> [Supplied records]

• • • • •

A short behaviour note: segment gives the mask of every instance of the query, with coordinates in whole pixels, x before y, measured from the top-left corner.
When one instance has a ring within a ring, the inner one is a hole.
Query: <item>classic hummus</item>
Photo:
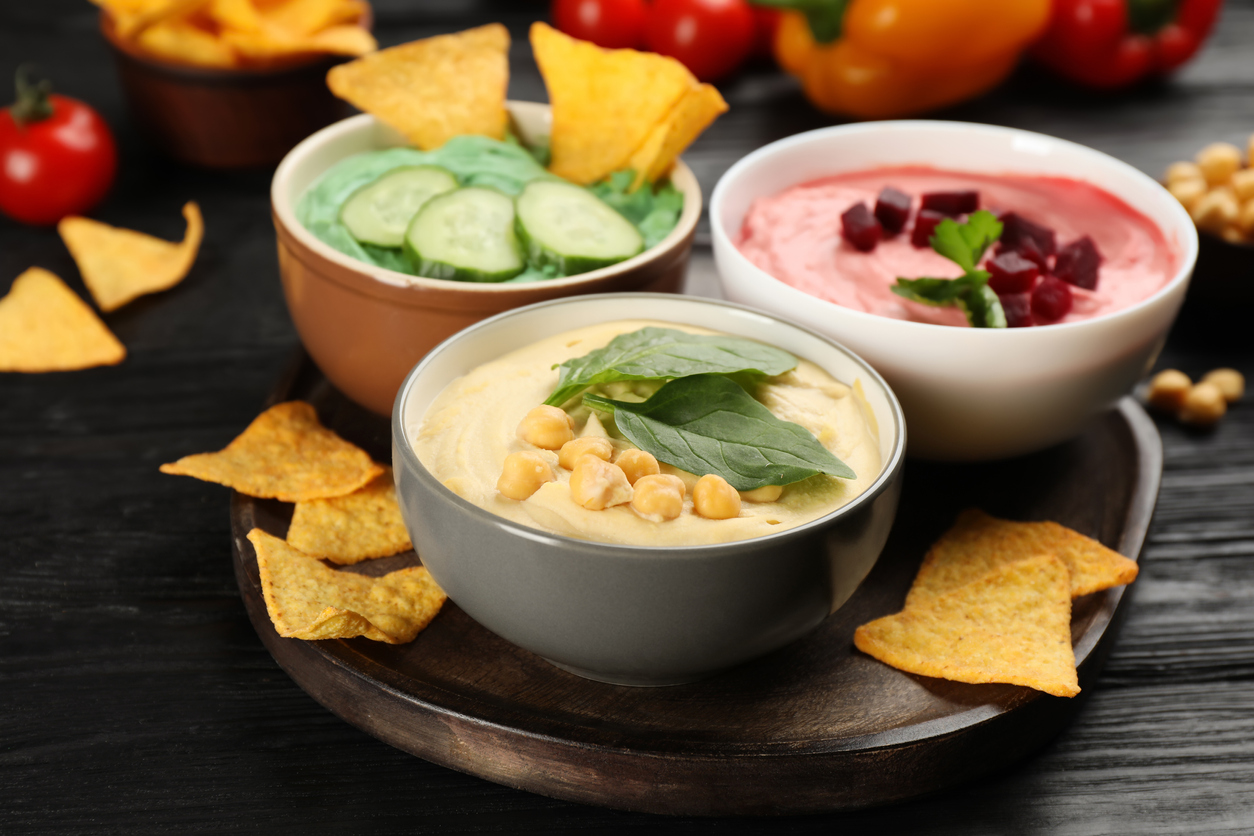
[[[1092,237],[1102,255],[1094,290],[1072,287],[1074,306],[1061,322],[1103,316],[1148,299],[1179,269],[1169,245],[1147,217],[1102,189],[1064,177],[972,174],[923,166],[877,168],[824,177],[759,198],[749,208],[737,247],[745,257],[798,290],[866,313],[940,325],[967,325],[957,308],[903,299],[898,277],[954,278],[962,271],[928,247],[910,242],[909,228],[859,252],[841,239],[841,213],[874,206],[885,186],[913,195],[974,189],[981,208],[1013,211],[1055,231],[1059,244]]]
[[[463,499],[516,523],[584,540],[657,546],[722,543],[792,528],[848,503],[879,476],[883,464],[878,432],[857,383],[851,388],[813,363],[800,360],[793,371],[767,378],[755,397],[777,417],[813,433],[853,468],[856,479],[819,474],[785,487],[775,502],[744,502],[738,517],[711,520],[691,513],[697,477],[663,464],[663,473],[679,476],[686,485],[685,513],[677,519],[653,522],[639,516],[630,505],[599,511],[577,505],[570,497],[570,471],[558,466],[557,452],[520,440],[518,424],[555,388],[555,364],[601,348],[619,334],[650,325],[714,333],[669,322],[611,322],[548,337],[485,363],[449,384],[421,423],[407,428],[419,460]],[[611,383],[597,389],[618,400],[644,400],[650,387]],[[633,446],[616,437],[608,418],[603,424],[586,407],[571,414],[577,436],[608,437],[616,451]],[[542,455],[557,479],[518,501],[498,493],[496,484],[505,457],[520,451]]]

• • • • •

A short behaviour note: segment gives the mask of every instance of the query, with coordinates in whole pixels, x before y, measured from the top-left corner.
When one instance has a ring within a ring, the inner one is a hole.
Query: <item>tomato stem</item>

• • • • •

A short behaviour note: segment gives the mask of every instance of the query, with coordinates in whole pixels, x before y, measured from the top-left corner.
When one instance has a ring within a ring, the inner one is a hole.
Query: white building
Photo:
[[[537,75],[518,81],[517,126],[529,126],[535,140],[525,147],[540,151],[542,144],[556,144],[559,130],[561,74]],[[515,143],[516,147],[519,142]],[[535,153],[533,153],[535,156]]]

• • • • •

> [Aim of the task] Scan the material above for the string "item" and return the lines that hold it.

> [Answer to this task]
Query: <item>classic hummus</item>
Query: <item>tomato stem</item>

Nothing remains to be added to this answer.